▶ _TEXT EXCERPT_:
=== Section Start ===
Basically (and modern genetic testing techniques back me up on this) we were arguably there before the Palestinians — although more than a few Palestinians would be shocked to learn, and the genetic testing also backs this up, their ancestors had been Jews and were forcibly converted to Islam generations ago at the point of a sword — and we were driven off our land by waves of invaders, and from my perspective Palestinians are a bit like… well some time in an alternative reality future, white people — many of whom are actually have Aboriginal ancestry they have forgotten about — being pissed off because Aboriginals who had escaped the genocide in Australia, got rich, came home and bought up all of Sydney and then declared an Aboriginal state, saying the white people could continue to live there but they would have to adhere to aboriginal law. It in fact would make a pretty good alternative reality book…

Add to that the fact that I was tired, and it was really hot, and I was NOT in a happy mode towards the start of that day…

So I immediately had some doubts about pretty much anything I heard after that… There was a chant, “always was, always will be aboriginal land” which I couldn’t quite make sense of. If it were true, does that mean all the young middle class hipsters who were chanting it were willing to contact some suffering Aboriginal families and put their money where their mouth was? “Hey, I’ve been chanting this, I own a couple of properties around Sydney I inherited from my family…. I’ve decided my family stole it from you guys so HERE, take my property I’m sailing back to the UK?” Don’t think so… so WHAT in fact did the chant mean?

My friend who I travel with was trying to explain it to me, but then a complete stranger who was walking near us, was this nice guy called Luke who offered some very coherent explanations, and for the rest of the march he became my teacher, explaining in a lot of detail stuff I had not known.
=== Section End ===
▶ _DATA EXCERPTS_:
=== Section Start ===
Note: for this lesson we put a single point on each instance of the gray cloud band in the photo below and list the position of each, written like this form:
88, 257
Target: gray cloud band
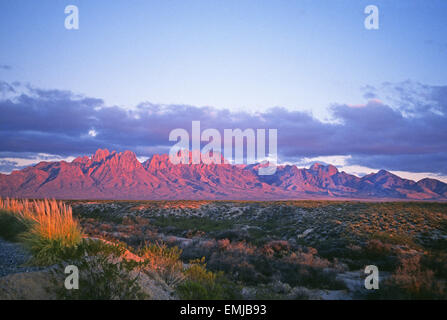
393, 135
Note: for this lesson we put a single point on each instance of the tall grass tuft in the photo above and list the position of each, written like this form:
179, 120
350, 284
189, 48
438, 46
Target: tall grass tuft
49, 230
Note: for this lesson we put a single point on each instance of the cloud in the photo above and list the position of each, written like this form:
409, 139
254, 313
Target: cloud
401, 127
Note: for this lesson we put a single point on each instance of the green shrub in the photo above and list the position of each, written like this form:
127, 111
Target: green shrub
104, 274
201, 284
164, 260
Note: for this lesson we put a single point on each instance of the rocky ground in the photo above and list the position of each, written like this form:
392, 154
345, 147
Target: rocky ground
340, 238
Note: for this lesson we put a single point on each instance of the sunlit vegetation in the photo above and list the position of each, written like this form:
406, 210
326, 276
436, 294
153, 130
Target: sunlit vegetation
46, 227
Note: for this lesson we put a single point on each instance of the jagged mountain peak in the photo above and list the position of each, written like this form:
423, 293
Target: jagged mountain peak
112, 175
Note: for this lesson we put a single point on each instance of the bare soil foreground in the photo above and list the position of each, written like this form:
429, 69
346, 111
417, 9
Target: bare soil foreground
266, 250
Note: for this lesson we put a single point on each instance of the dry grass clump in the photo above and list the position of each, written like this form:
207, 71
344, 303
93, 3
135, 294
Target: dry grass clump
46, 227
=== Section End ===
▶ _PROBLEMS TO WORK ON_:
(a) In the excerpt about the march, what name is given for the stranger who explained things to the writer?
(b) Give again the part of the excerpt about the march from "My friend who" up to and including "had not known.", word for word.
(c) Sum up the excerpt about the march in three sentences.

▶ _ANSWERS PROVIDED_:
(a) Luke

(b)
My friend who I travel with was trying to explain it to me, but then a complete stranger who was walking near us, was this nice guy called Luke who offered some very coherent explanations, and for the rest of the march he became my teacher, explaining in a lot of detail stuff I had not known.

(c) The writer argues that the writer's people were arguably on the land before the Palestinians and were driven off it by waves of invaders. The writer compares Palestinians to white people in an imagined future Sydney where Aboriginal people have come home, bought up the city and declared an Aboriginal state. Tired, hot and unhappy that day, the writer doubted the march chant "always was, always will be aboriginal land," until a stranger named Luke explained things in detail for the rest of the march.